→ Stated task
Render every line of the data below as a numbered list, omitting blank lines and leaving the pictures out.

-=-=-

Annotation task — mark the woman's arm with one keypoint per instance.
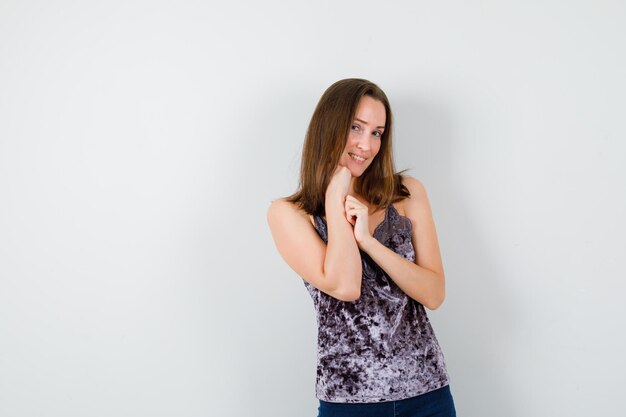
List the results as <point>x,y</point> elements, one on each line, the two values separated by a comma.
<point>424,280</point>
<point>334,268</point>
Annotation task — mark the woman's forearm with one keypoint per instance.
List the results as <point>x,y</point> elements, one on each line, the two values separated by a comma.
<point>342,264</point>
<point>421,284</point>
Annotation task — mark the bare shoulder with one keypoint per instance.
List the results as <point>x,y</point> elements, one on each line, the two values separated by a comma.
<point>415,187</point>
<point>281,210</point>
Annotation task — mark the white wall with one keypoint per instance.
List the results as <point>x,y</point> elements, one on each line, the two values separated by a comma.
<point>141,143</point>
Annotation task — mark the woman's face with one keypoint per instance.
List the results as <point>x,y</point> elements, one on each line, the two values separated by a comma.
<point>365,136</point>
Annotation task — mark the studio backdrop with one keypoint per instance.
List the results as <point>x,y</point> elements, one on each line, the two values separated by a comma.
<point>142,142</point>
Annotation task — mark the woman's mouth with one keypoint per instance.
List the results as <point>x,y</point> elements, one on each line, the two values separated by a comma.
<point>356,158</point>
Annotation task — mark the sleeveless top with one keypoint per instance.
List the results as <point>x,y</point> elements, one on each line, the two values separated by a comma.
<point>380,347</point>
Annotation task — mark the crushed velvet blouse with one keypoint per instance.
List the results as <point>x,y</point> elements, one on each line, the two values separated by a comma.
<point>380,347</point>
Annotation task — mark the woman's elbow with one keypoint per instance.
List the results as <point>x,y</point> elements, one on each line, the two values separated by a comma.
<point>347,294</point>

-=-=-

→ Exercise solution
1. Annotation task — mark the woman's arm with one keypoint per instance.
2. List the results as <point>x,y</point> elements, one on each line, the two values separated by a comma.
3. <point>424,280</point>
4. <point>334,268</point>
5. Annotation task — mark the woman's forearm with one keypoint per instance.
6. List the results as <point>x,y</point> elements, one on each line, the two values separated by a comma.
7. <point>342,264</point>
8. <point>421,284</point>
9. Annotation task — mark the bare shoulder with one keypoint per instance.
10. List the results as <point>x,y</point> elements, one on each line, the two values separated by a comma.
11. <point>415,187</point>
12. <point>281,210</point>
13. Annotation task — mark the white wall with one keypoint per instance.
14. List the results as <point>x,y</point> elements, one on each line, the two values separated by a comma.
15. <point>141,143</point>
16. Annotation task — mark the woman's face with one keypoint per instance.
17. List the results as <point>x,y</point> elements, one on each line, the two values separated by a comma.
18. <point>365,136</point>
19. Annotation task — mark the studio backdrop with one keypoint per instance.
20. List the results as <point>x,y</point> elements, one on each line, the two values separated by a comma.
21. <point>142,142</point>
22. Annotation task — mark the woman's mouth with one keypoint per instance.
23. List the results as <point>x,y</point> elements, one on each line, the two values separated by a comma.
24. <point>356,158</point>
25. Annotation task — mark the sleeveless top with one keypoint per instance.
26. List the results as <point>x,y</point> elements, one on each line, the two values separated by a comma.
27. <point>380,347</point>
28. Annotation task — mark the crushed velvet blouse with one keypoint per instance.
29. List the results as <point>x,y</point> elements, one on each line, the two values separated by a comma.
30. <point>380,347</point>
31. Annotation task — mark the woman's elbow with one keypoint per instance.
32. List the results as <point>x,y</point> elements, one on each line, the two values separated by a comma.
33. <point>347,294</point>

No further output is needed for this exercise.